◆ Source text:

To win the ground he would never own.

My mother was the school-mistress,

The world of Castor and Pollux.

There were twins in her own class.

She could never tell which was which.

She had read one volume of Proust,

He knew the cure for farcy.

I flitted between a hole in the hedge

And a room in the Latin Quarter.

When she had cleared the supper-table

She opened The Acts of the Apostles,

Aesop’s Fables, Gulliver’s Travels.

Then my mother went on upstairs

And my father further dimmed the light

To get back to hunting with ferrets

Or the factions of the faction-fights,

The Ribbon Boys, the Caravats.

Of course, the first thing there is the melody, the play on the octosyllabic metronome, a music that by its deliberation and technical self-assurance belies the naif wording. There is a connoisseur’s savouring of the dialect and of the arcane in farcy, Caravats, billhook and loy, ferrets and faction-fights, all of which invite us to indulge a version of Ulster pastoral. But that indulgence is just disallowed by Proust and the Latin Quarter, not to mention Castor and Pollux and Gulliver’s Travels. It is as if the imagination is fathered by the local subculture on the mothering literate culture of the schools. Muldoon’s is a sceptical, playful imagination, capable of allegory and parable, in poems like ‘How to Play Championship Tennis’ and ‘At Martha’s Deli’, in love with riddles and hints and half-disclosures in poems like ‘Cheesecake’, ‘Boon’, ‘The Country Club’ and ‘Duffy’s Circus’, but finally at its richest when it dwells and broods over one suggestive image—‘The Merman’, for example—until that image slowly and richly begins a series of metamorphoses and the poem is finally and simply the process of the image’s life-history. Here is a poem called ‘Centaurs’ which clearly shows this process in action. It is as if the centaur notion is the larva from which the butterfly gorgeousness of the poem’s movement emerges naturally:

I can think of William of Orange,

Prince of gasworks-wall and gable-end.

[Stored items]
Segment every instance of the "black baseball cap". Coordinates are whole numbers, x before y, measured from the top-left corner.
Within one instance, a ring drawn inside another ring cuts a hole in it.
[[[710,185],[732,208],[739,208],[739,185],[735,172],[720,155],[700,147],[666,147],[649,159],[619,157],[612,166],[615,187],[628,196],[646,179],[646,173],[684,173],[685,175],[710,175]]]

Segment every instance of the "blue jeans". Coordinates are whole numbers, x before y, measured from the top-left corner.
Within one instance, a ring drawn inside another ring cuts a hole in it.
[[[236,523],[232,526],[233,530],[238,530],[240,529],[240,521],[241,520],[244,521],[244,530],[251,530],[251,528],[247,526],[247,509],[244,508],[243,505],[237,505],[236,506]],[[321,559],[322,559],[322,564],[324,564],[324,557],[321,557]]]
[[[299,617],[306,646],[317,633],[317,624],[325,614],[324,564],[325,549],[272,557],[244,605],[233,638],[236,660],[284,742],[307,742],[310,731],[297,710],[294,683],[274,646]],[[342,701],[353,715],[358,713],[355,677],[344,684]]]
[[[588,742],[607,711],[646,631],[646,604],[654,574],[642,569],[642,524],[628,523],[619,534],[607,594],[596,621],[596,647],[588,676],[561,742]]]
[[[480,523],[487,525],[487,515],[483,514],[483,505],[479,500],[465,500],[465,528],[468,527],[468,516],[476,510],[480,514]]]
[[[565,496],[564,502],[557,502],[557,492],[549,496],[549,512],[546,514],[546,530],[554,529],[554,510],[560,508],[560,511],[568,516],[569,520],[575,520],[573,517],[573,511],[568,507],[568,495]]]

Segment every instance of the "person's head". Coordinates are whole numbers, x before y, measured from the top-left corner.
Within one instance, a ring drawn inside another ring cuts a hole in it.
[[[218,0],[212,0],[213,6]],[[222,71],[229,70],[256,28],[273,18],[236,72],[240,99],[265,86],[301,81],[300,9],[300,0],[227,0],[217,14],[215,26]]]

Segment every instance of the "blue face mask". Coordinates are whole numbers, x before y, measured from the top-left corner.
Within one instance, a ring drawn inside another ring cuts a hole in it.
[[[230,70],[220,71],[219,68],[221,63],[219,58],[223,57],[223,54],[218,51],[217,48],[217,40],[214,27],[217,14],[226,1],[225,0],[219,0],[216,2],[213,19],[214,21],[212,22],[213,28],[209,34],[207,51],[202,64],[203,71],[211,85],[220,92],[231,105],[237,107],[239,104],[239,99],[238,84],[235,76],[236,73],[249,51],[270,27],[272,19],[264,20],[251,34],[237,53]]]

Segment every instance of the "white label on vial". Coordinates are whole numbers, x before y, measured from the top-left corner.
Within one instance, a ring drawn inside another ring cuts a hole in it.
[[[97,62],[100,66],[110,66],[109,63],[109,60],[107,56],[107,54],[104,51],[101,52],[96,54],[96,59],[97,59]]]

◆ Problem:
From the passage on Muldoon's poetry, copy word for word the part starting with "She opened The" and going on through "Boys, the Caravats.".

◆ Response for this exercise:
She opened The Acts of the Apostles,

Aesop’s Fables, Gulliver’s Travels.

Then my mother went on upstairs

And my father further dimmed the light

To get back to hunting with ferrets

Or the factions of the faction-fights,

The Ribbon Boys, the Caravats.